**Directions:**
Below are lines of data; restate word for word those running from the line containing "e.g. [[459, 196]]" to the line containing "e.g. [[595, 320]]", inclusive, and no others.

**Source material:**
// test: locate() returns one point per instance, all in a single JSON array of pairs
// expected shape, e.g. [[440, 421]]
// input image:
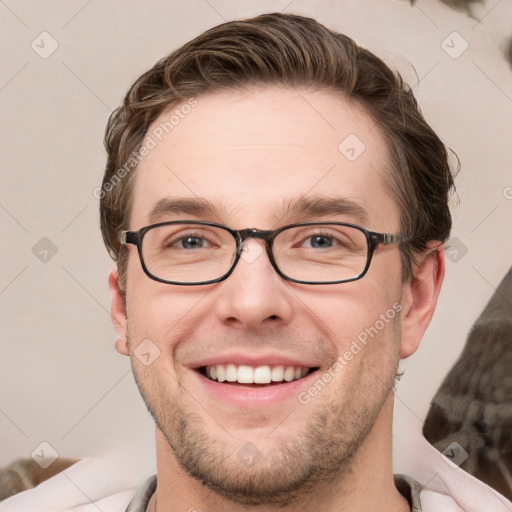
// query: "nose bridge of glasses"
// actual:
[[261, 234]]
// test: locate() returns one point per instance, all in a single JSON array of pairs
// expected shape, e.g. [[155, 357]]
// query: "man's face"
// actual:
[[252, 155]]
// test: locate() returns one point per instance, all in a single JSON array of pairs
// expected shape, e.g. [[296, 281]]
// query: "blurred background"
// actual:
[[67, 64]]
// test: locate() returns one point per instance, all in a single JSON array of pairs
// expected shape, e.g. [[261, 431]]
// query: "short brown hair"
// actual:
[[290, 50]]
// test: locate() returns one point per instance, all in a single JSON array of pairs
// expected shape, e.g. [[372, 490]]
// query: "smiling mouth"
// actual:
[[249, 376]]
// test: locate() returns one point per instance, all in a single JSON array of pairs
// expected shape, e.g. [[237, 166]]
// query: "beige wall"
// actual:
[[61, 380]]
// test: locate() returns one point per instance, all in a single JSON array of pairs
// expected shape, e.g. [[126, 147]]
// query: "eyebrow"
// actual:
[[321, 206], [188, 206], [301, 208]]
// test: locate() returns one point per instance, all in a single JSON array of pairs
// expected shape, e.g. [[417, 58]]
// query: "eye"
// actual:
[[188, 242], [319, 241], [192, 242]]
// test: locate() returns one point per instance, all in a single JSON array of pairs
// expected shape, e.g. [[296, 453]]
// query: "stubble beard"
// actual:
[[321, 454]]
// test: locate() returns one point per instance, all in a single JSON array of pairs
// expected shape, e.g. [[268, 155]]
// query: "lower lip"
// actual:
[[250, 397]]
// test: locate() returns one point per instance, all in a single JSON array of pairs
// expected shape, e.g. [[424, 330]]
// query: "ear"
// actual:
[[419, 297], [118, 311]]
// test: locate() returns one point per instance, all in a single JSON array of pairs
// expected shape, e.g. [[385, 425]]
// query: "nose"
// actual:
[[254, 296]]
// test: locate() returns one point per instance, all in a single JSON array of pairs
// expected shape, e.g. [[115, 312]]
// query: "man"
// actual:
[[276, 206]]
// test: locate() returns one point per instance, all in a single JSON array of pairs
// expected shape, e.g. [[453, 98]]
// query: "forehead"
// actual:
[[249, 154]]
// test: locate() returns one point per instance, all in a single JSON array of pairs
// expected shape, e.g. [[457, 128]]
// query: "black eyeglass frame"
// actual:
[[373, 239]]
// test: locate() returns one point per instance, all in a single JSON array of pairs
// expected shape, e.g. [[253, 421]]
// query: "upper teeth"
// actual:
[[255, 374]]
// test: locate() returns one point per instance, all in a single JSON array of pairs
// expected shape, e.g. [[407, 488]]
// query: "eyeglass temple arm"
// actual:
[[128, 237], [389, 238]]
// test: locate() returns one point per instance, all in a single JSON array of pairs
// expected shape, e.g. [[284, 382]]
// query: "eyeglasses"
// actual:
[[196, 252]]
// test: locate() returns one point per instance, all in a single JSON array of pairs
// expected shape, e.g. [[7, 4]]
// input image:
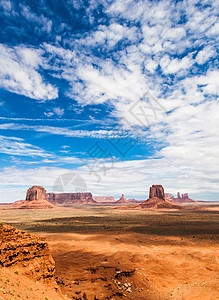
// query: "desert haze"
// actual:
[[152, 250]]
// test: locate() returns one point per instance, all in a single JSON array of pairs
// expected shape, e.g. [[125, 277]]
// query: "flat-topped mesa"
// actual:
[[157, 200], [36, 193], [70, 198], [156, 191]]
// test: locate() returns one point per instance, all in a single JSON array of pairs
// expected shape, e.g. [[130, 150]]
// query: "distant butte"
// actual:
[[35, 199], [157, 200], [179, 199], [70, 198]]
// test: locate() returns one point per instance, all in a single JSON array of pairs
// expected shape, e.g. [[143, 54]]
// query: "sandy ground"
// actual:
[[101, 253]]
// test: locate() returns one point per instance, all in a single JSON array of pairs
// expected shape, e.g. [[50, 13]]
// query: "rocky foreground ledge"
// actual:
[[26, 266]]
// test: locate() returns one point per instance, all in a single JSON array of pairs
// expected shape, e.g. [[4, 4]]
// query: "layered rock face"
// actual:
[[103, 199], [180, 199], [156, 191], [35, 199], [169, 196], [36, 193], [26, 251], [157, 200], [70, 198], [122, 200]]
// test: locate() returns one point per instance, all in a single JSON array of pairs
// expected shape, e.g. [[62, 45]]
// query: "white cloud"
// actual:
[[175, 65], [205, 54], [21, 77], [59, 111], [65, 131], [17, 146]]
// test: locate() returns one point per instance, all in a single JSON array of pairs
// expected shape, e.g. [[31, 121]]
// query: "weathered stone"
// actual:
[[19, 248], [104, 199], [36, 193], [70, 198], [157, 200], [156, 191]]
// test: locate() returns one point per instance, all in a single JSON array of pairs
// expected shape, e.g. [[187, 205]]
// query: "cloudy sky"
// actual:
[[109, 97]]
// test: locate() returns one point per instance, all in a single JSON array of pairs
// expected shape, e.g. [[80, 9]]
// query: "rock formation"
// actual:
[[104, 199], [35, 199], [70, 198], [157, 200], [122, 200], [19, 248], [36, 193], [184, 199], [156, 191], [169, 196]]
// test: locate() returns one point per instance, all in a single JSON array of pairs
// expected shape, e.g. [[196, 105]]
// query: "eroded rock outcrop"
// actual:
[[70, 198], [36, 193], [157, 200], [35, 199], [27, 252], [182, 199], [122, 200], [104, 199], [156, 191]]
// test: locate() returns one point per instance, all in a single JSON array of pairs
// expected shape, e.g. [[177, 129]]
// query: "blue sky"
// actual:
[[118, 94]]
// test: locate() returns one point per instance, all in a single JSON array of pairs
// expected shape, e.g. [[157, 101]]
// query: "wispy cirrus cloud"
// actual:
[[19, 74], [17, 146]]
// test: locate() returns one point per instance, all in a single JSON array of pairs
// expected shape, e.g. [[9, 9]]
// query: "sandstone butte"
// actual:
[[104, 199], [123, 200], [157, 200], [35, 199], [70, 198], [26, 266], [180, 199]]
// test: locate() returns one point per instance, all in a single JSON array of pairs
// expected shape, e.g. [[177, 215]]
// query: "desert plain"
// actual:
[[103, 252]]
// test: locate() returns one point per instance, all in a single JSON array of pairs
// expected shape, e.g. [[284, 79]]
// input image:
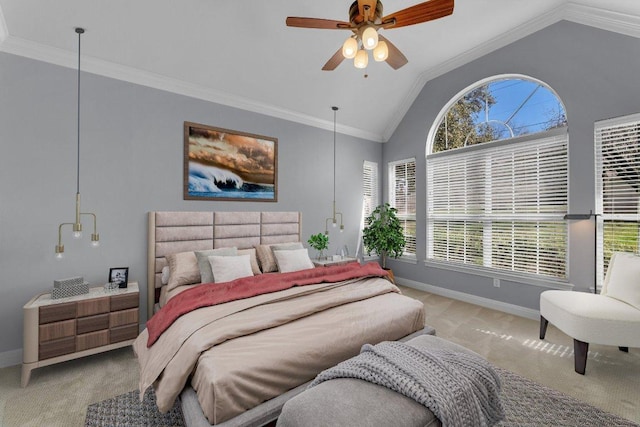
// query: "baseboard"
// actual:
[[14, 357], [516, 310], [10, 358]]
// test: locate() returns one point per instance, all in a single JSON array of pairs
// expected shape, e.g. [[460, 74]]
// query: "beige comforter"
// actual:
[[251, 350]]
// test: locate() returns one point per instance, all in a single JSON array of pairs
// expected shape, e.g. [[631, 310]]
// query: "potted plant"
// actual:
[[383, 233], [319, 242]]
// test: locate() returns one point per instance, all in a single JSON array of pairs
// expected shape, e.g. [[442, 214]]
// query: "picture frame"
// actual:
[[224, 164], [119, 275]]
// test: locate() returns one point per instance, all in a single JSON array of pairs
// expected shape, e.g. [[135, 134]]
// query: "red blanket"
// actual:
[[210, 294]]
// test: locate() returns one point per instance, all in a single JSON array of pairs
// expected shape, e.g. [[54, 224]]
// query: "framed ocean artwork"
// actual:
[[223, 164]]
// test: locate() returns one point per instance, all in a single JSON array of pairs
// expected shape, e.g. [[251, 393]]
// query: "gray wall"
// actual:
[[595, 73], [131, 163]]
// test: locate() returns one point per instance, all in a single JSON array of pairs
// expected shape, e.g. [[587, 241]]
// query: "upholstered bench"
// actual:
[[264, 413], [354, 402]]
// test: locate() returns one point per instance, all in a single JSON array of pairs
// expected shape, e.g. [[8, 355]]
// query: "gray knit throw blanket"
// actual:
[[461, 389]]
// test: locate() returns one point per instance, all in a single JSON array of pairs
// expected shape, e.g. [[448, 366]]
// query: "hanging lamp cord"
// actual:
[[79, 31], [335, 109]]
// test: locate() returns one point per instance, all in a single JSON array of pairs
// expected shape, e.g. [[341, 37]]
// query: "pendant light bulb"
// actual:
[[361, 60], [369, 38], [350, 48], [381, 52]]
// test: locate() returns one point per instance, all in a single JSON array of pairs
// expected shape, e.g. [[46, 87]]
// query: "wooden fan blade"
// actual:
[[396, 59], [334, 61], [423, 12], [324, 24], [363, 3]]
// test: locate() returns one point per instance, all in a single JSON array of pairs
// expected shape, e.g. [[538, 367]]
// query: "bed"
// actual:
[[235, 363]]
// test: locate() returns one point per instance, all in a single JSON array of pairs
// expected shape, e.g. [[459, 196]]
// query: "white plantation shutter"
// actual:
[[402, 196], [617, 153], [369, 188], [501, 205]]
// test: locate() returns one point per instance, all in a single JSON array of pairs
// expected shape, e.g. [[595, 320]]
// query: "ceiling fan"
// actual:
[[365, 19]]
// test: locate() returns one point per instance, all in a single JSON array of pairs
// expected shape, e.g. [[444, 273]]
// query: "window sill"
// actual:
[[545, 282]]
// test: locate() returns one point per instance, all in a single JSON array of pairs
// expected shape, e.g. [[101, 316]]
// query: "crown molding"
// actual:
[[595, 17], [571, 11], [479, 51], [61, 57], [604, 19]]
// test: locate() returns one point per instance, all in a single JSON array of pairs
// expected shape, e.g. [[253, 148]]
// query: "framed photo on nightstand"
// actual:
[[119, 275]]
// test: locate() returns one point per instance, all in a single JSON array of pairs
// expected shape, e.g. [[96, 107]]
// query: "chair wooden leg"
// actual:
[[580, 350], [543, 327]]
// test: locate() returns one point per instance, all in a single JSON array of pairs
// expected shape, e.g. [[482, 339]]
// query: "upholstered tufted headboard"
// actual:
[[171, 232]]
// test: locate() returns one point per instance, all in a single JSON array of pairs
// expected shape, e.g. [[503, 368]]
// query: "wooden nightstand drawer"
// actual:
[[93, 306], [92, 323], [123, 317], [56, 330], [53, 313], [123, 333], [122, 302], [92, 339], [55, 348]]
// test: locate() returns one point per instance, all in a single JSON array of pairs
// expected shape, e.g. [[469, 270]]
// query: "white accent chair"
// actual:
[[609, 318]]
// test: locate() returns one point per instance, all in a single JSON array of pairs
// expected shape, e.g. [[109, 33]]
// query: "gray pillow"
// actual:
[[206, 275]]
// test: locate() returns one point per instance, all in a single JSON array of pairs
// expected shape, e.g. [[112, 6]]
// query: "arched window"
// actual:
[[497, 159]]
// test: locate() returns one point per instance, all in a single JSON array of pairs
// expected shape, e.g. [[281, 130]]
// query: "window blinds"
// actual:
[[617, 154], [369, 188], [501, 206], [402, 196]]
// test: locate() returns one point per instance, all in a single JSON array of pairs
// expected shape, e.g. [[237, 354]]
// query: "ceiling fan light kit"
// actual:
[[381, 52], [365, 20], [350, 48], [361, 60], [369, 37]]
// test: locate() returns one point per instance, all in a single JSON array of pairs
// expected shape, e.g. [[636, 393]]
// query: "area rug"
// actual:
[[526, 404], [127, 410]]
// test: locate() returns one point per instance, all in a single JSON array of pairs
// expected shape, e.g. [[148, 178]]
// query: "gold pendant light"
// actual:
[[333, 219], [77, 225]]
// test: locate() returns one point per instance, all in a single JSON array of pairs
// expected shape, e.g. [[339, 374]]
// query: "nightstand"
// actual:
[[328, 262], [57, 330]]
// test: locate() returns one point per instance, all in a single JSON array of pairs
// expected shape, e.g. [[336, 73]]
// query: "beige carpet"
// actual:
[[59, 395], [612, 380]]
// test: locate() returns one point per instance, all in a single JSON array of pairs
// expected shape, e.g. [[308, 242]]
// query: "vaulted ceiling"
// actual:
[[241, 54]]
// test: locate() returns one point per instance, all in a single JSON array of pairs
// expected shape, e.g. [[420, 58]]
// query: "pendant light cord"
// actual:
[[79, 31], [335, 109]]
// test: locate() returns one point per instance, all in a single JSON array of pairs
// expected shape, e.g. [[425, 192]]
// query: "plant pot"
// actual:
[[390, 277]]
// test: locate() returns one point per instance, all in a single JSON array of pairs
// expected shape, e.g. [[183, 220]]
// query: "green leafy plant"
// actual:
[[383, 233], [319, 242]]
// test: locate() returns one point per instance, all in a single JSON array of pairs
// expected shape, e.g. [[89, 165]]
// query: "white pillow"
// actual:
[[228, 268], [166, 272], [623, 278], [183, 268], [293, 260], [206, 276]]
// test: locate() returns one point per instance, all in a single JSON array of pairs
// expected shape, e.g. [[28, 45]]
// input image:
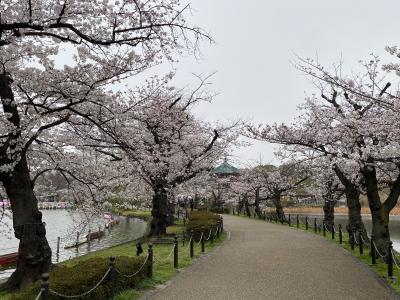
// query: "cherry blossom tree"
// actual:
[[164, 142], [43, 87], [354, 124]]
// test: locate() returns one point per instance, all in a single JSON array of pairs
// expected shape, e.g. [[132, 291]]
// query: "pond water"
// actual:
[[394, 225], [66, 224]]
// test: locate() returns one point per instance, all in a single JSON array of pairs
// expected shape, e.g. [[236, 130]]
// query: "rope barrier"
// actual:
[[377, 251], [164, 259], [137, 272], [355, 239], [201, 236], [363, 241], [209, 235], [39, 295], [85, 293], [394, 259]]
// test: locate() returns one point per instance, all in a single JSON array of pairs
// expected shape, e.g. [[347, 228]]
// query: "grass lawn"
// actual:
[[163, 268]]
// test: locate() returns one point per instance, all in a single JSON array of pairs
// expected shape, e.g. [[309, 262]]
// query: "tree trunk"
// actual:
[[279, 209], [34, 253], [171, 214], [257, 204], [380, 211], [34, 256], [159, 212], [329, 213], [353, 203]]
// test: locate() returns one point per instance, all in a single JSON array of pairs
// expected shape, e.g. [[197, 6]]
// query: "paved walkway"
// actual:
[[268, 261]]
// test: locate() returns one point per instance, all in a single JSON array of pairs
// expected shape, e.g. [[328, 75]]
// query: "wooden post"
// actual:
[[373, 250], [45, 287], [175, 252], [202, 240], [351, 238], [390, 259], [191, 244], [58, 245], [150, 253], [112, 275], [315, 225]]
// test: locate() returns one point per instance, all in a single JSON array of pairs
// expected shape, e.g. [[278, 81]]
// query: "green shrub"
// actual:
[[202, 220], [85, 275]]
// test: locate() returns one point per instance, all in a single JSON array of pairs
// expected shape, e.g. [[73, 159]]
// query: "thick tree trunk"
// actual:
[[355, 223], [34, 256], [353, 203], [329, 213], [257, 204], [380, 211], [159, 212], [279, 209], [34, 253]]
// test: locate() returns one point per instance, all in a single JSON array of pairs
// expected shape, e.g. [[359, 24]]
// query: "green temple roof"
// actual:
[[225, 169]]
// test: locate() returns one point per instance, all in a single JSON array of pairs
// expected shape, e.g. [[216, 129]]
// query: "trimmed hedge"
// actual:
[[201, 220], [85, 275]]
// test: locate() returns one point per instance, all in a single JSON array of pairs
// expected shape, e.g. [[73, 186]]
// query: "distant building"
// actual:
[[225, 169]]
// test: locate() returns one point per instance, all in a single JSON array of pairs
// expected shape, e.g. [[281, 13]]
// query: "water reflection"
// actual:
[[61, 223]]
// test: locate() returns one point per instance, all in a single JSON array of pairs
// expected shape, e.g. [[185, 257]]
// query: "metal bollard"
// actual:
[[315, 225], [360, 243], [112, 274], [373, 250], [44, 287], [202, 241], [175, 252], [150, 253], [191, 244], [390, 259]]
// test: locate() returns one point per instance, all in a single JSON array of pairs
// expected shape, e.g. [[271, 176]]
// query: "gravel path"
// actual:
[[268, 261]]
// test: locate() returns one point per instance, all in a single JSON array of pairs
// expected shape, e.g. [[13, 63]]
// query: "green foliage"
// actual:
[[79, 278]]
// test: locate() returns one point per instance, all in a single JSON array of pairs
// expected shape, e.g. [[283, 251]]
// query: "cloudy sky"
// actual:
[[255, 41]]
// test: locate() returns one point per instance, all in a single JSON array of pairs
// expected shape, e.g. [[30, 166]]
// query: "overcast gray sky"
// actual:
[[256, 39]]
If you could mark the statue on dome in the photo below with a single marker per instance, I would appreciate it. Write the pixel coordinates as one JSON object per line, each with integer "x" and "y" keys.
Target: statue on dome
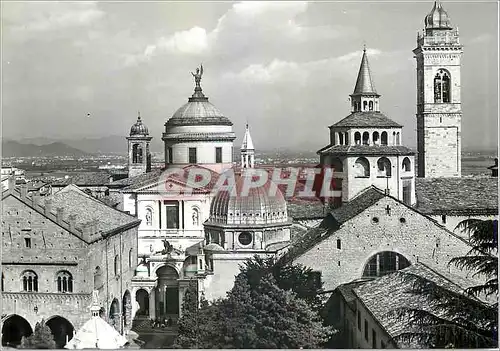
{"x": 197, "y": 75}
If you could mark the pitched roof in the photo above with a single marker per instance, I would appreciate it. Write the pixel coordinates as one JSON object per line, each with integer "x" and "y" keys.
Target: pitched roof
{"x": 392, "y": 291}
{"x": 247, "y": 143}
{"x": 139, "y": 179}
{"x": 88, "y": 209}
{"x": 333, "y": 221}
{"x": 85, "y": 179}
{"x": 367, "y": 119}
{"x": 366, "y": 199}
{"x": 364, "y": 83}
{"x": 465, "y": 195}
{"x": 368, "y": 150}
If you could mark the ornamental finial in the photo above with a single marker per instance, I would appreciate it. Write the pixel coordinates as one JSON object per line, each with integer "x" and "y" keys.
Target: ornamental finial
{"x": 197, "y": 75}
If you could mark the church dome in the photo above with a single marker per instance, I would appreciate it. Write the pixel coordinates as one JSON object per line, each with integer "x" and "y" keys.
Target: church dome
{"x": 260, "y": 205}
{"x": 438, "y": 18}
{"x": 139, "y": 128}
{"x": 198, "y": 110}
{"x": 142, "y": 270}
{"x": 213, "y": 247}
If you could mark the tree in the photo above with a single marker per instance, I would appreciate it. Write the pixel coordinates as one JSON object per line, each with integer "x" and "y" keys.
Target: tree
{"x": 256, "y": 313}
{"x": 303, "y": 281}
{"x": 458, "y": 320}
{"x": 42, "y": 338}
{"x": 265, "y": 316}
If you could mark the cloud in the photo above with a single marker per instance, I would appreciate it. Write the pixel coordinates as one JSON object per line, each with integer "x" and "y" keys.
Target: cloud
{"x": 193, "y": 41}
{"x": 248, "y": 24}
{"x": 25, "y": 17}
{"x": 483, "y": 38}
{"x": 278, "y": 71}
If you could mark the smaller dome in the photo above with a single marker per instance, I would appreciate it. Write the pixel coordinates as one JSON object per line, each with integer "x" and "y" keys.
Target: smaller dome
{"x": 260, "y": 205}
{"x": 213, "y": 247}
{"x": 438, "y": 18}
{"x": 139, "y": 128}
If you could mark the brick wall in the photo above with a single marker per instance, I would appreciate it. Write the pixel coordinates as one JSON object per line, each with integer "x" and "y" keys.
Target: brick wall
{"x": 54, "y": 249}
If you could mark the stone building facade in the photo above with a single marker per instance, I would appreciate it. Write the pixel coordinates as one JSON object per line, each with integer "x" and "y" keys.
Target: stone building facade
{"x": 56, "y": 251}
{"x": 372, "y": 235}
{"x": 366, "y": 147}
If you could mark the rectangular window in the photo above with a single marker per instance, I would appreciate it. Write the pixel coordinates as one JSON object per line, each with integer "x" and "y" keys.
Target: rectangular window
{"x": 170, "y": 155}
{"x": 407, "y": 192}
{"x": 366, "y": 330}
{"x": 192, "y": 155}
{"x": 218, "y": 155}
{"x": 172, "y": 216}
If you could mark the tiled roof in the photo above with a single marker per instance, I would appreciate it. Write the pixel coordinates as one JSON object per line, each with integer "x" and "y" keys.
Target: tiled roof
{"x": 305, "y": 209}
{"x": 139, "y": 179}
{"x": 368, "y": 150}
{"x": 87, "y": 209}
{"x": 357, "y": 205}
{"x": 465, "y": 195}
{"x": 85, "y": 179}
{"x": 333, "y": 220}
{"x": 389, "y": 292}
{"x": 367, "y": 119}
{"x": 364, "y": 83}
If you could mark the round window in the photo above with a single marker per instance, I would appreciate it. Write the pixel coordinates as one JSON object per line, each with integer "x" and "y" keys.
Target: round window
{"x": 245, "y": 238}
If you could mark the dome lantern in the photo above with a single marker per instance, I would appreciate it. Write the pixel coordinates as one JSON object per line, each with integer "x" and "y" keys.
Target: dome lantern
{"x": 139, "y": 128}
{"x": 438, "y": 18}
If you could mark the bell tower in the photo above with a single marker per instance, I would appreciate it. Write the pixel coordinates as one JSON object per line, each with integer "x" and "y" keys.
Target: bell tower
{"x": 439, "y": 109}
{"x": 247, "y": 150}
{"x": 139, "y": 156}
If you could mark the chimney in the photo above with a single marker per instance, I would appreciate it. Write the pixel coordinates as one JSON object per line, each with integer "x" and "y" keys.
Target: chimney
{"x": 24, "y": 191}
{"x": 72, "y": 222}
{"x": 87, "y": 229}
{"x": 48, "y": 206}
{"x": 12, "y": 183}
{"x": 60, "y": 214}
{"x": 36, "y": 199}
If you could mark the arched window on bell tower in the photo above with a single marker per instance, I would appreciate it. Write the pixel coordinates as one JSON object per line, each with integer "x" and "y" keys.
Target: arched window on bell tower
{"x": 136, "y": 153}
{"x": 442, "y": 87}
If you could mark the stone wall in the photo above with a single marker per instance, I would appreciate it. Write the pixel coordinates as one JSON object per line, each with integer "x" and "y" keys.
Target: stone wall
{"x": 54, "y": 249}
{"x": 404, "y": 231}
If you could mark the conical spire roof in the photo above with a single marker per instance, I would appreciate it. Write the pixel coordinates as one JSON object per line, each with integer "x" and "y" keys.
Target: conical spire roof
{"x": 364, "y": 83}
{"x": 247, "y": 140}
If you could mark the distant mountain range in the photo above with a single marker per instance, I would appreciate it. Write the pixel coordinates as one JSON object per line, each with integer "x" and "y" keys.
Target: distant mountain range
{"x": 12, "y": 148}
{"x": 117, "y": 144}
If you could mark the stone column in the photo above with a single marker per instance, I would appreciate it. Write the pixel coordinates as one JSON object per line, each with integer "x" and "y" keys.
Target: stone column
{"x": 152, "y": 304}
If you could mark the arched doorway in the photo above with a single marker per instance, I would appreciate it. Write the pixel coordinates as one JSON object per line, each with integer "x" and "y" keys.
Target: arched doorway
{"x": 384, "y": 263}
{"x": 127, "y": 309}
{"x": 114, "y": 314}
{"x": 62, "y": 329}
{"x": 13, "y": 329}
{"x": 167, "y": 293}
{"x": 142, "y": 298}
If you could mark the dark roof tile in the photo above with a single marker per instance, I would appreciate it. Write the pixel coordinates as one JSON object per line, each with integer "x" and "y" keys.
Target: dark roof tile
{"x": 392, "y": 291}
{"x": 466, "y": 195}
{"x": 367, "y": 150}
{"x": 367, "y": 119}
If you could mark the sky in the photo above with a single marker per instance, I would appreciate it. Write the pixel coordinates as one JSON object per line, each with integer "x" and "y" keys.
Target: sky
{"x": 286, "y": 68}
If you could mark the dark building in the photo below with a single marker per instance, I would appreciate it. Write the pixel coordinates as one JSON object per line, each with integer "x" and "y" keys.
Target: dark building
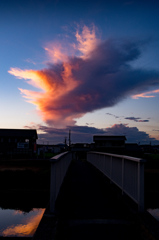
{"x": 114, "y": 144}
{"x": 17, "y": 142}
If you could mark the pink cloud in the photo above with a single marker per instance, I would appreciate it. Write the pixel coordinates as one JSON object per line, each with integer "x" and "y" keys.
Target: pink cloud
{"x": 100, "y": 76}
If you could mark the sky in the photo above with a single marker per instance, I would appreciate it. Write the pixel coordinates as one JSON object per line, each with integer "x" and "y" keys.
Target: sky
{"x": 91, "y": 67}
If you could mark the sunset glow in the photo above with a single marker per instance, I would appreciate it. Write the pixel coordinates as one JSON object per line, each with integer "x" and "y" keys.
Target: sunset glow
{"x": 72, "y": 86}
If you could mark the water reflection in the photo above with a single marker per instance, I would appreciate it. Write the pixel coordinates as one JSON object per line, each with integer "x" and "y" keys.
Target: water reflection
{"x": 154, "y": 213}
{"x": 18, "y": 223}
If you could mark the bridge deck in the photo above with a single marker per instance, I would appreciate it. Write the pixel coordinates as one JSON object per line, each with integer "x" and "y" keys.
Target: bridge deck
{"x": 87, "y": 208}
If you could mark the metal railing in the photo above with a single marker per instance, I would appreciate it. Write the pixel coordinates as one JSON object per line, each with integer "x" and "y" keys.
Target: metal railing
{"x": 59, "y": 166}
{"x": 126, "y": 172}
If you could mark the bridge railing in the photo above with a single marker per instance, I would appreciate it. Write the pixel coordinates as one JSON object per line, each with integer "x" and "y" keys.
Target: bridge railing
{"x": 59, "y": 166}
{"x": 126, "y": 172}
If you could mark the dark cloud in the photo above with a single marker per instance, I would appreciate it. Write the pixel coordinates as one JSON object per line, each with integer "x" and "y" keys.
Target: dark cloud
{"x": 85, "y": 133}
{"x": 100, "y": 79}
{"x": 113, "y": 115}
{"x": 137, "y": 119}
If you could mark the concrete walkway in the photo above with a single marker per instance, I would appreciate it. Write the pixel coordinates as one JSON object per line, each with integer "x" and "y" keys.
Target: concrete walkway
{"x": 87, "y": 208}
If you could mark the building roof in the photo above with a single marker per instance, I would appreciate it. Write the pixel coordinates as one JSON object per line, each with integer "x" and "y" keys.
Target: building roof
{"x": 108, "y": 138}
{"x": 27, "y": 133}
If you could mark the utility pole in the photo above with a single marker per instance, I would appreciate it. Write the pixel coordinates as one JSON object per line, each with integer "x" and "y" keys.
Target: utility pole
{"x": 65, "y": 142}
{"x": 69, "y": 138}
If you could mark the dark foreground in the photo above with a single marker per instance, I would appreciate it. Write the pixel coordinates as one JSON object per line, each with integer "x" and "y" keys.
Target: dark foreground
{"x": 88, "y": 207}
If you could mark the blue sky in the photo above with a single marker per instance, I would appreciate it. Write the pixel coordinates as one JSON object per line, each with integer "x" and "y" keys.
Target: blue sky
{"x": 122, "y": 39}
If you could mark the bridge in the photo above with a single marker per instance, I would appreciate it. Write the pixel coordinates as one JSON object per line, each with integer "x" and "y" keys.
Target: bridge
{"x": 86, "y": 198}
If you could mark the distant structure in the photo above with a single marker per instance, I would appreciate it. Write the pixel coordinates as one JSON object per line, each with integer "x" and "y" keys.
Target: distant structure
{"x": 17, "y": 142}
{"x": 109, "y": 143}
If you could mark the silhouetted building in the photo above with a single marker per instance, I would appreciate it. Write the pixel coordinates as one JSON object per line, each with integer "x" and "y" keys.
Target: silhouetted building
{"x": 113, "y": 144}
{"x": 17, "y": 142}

**Answer to this task:**
// expected shape, e.g. [[459, 196]]
// query: "white plantation shutter"
// actual:
[[402, 196], [617, 153], [369, 188], [501, 205]]
// test: locate() returns one point per instance, all in a single JSON array of pairs
// expected shape, e.g. [[595, 320]]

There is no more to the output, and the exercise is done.